### THE PROBLEM
Return the whole listing exactly as it stands.

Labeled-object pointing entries
—————

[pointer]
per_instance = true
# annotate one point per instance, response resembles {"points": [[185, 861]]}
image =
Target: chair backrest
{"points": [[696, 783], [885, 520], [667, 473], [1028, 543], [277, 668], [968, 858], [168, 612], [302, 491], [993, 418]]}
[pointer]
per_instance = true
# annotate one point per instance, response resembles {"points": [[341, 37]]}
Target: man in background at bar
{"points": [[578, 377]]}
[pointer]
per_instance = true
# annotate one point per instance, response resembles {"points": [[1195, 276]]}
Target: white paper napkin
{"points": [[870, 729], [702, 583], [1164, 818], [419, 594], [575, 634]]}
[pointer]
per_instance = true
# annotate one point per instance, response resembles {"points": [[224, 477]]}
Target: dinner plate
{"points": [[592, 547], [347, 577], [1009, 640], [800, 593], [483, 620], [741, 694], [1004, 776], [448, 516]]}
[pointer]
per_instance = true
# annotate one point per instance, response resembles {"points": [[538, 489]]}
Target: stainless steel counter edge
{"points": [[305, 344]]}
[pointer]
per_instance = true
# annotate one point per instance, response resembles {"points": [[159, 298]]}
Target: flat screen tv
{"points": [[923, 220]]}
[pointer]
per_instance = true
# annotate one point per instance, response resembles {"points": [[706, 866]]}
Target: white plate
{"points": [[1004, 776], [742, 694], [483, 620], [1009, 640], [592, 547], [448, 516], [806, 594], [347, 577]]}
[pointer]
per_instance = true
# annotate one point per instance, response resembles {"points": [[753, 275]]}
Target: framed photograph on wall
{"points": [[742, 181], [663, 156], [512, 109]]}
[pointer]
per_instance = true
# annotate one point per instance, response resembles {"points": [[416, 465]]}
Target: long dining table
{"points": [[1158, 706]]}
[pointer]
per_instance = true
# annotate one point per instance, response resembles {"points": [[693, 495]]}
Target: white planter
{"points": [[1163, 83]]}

—————

### EXPECTED ANSWER
[pointer]
per_instance = true
# annotate one point per instance, response resembles {"points": [[185, 861]]}
image =
Target: chair backrest
{"points": [[696, 783], [885, 520], [667, 473], [1028, 543], [277, 668], [968, 858], [168, 612], [302, 491], [993, 418]]}
[pointer]
per_instance = true
# annotate one point per instance, response resembles {"points": [[341, 37]]}
Target: man in background at bar
{"points": [[578, 377]]}
[pointer]
per_instance = true
# annotate one point per instance, response resembles {"points": [[1195, 276]]}
Target: white paper napkin
{"points": [[870, 729], [702, 583], [1164, 818], [419, 594], [575, 634]]}
[pointer]
per_instance = true
# annotate one point per instance, response resembles {"points": [[224, 477]]}
Target: dinner plate
{"points": [[592, 547], [347, 577], [1009, 640], [800, 593], [483, 620], [741, 694], [1004, 776], [448, 516]]}
[pointer]
per_instance = true
# annotate one point per instance, response resembles {"points": [[538, 489]]}
Target: stainless steel counter edge
{"points": [[305, 344]]}
[pointer]
per_instance = true
# annotate one point per instance, response resembles {"points": [[159, 298]]}
Target: flat screen tv
{"points": [[923, 220]]}
[pointer]
per_instance = true
# annotate one point per instance, response resembles {"points": [[706, 866]]}
Target: white plate
{"points": [[1004, 776], [742, 694], [483, 620], [1009, 640], [592, 547], [448, 516], [806, 594], [347, 577]]}
[pointer]
per_instance = true
# annotate one point per instance, response resembles {"points": [[753, 275]]}
Target: framed photograph on wall
{"points": [[742, 181], [663, 156], [512, 109]]}
[pointer]
per_instance = true
# annotate one point per instance, response resembles {"points": [[416, 465]]}
Target: long dining table
{"points": [[1158, 706]]}
[pointer]
per_instance = true
# annotate one point per instance, response resembles {"points": [[693, 495]]}
Target: white planter
{"points": [[1163, 83]]}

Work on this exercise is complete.